### SUPPLIED PASSAGE
The list of other doctors living here included Patrick Henry Fitzhugh, osteopath Lamar K. Tuttle, and W. G. States.  Young attorney Ernest A. Jackson was already a member of the firm Perkins & Jackson when he died of pneumonia in his apartment here at the age of 26 in 1897.

While Fifth Avenue continued to change as millionaires inched northward and commercial buildings replaced mansions in the 35th Street neighborhood; the Oakdale remained popular among moneyed bachelors. In October 1898 the first vacancy since the hotel’s opening was available. The Sun ran an advertisement on October 23 that read “This is the first October in five years that finds a vacant apartment. Who be will the lucky Bachelor? Two rooms and bath $500.”  (The figure was an annual, not monthly, rent.)

William H. Higbee died in his apartment here on September 21, 1900. The retired, 61-year old Higbee, whom The New York Times said was “prominently known in club life,” was a member of the Lotos, Reform, New York Yacht, American Yacht, Union League and the Olympic Clubs.

Actresses of the day were not expected to conform to the rules of polite society and Marie Burroughs did not disappoint. Born Lillie Arrington in San Francisco, she traveled to New York at the age of 17 in 1883 to become a star. A decade later she had accomplished her goal. The attractive actress was regularly seen on stage starring in productions such as the 1890 The Battle of the Strong, The Profligate in 1894, and the 1899 production of The Meddler.

Eyebrows were no doubt raised when the entertainer took up residency in the Oakdale’s male-only sanctuary in 1901.

Stage star Marie Burroughs was the sole female resident of the Oakdale Hotel in 1901 -- photo NYPL Collection
The same year that Marie Burroughs moved in, the up-to-date Oakdale had telephone service; an amenity that no doubt helped to maintain its high-class reputation. Attorney George Murray Wright was living here at the time. Formerly of the Attorney-general’s office in Albany, he was a member of the New England Society of New York and the Metropolitan Museum of Art.

Wright’s interests in the arts were shared by resident Charles Henry Babcock who was the secretary of the National Arts Club on Gramercy Park, of which Wright was a member as well. The Club was intended “to promote acquaintance between art lovers and art workers in the United States and to encourage the publication and circulation of news, suggestions, and discussion relating to the fine arts.”

### PROBLEM SET
1 - According to the Oakdale Hotel passage, in what city was Marie Burroughs born?
2 - Write out the Oakdale Hotel passage from "While Fifth Avenue" up to and including "not monthly, rent.)".
3 - List every club that the Oakdale Hotel passage names as one William H. Higbee belonged to.
The lines after this point come from a different source than the Oakdale Hotel passage.

### SOURCE MATERIAL
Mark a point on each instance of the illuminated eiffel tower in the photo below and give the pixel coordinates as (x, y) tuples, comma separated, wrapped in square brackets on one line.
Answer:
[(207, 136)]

### FULL SOLUTIONS
1 - San Francisco

2 -
While Fifth Avenue continued to change as millionaires inched northward and commercial buildings replaced mansions in the 35th Street neighborhood; the Oakdale remained popular among moneyed bachelors. In October 1898 the first vacancy since the hotel’s opening was available. The Sun ran an advertisement on October 23 that read “This is the first October in five years that finds a vacant apartment. Who be will the lucky Bachelor? Two rooms and bath $500.”  (The figure was an annual, not monthly, rent.)

3 - Lotos, Reform, New York Yacht, American Yacht, Union League, Olympic